#### TEXT SECTION

During 2004, Citizens acquired Security Plan and its subsidiary, SPFIC. In addition, First Alliance Corporation and Alliance Insurance Management, a dormant subsidiary, were dissolved, and Combined Underwriters Life Insurance Company was renamed CNLIC. On March 1, 2005, First Alliance Insurance Company (FAIC) was merged into CICA, and on April 1, 2005, MAAIA was sold for an immaterial amount. On August 10, 2005, Citizens Insurance Company of America was renamed CICA LIFE Insurance Company of America.
The statement of financial position for September 30, 2005, the statements of operations for the three-month and nine-month periods ended September 30, 2005 and 2004, and the statements of cash flows for the nine-month periods then ended have been prepared by the Company without audit. In the opinion of management, all adjustments (which include only normal recurring adjustments) necessary to present fairly the financial position, results of operations and changes in cash flows at September 30, 2005, and for comparative periods presented have been made.

########
#### PROVIDED DATA

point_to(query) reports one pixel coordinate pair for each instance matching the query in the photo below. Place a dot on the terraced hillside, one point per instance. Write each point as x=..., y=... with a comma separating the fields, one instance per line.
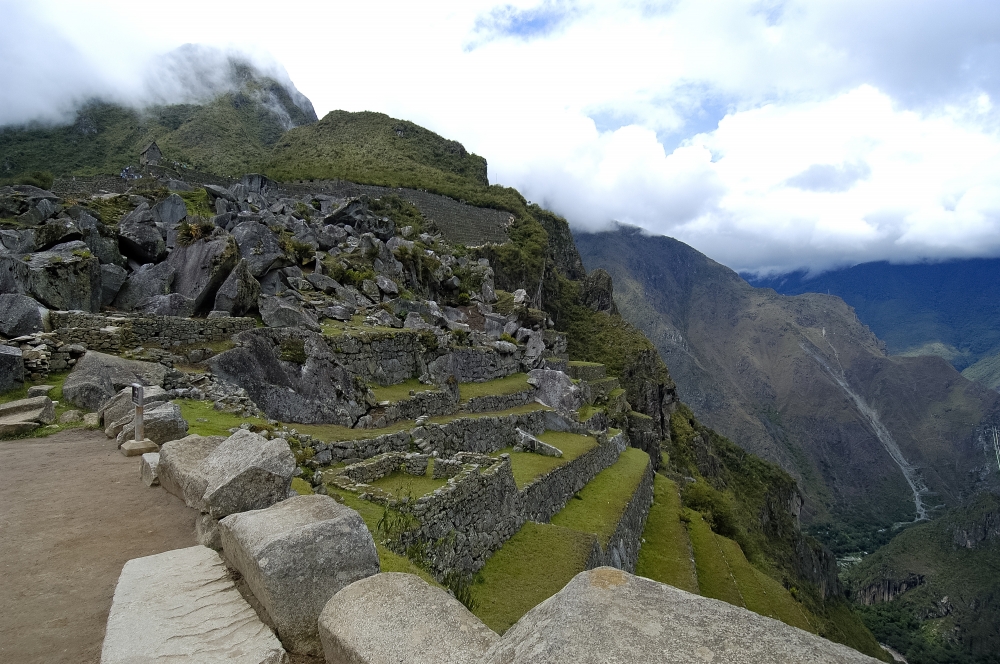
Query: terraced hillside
x=492, y=419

########

## INSTRUCTIONS
1/ Reproduce the Citizens passage between "The statement of" and "have been made.", inclusive.
2/ Answer the following questions from the Citizens passage:
(a) On what date was First Alliance Insurance Company merged into CICA?
(b) To what name was Citizens Insurance Company of America changed on August 10, 2005?
(c) What kind of adjustments does management state are included?

## EXPECTED RESPONSES
1/
The statement of financial position for September 30, 2005, the statements of operations for the three-month and nine-month periods ended September 30, 2005 and 2004, and the statements of cash flows for the nine-month periods then ended have been prepared by the Company without audit. In the opinion of management, all adjustments (which include only normal recurring adjustments) necessary to present fairly the financial position, results of operations and changes in cash flows at September 30, 2005, and for comparative periods presented have been made.

2/
(a) March 1, 2005
(b) CICA LIFE Insurance Company of America
(c) Only normal recurring adjustments